■ PASSAGE PROVIDED:

The timber edifice on such an eminence as the Peel Bog – probably, as the sagacious Lord Hailes imagines, the true character of the edifices possessed by Macbeth – would no more fill up the true architectural wants of the drama, than a marble Grecian temple, or a Canadian settler's log-house.
Crimes briefly told without details have no interest, unless they can be put in the shape of statistics – some people will be inclined to deny that the exception is the reverse of the rule. We are not writing history, and if we were, the historical details which go no further than that A stabbed B, and C poisoned D, and E mutilated F, are not such as we are inclined to believe our readers would thank us for. It is very clear that the death of Duncan, if we had no more than authentic annals to deal with – if it had been a question merely of history, and not in some measure incidentally connected with the highest rank of human intellectual effort – would have formed a very meagre object of comment. The society of antiquaries might have endured a paper on it – for such endurance is the martyrdom they have chosen – but no other person would. In looking, then, down through Scottish history from the accession of Macbeth's successor, we find little that can be noticed with any applicability to our particular purpose, until we reach the time when the records provide us with some of the details.

■ DATA SHOWN:

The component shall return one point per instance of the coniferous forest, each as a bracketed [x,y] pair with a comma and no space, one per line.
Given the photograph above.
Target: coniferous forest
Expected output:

■ YOUR GOAL:
Answer these questions using the passage on Macbeth and Scottish history:
(a) Whom does the passage credit with imagining the true character of the edifices Macbeth possessed?
(b) What group might have endured a paper on the death of Duncan?
(c) From whose accession does the passage look down through Scottish history?
The listing comes from a separate source, not from the passage on Macbeth and Scottish history.

■ TASK OUTPUT:
(a) Lord Hailes
(b) The society of antiquaries
(c) Macbeth's successor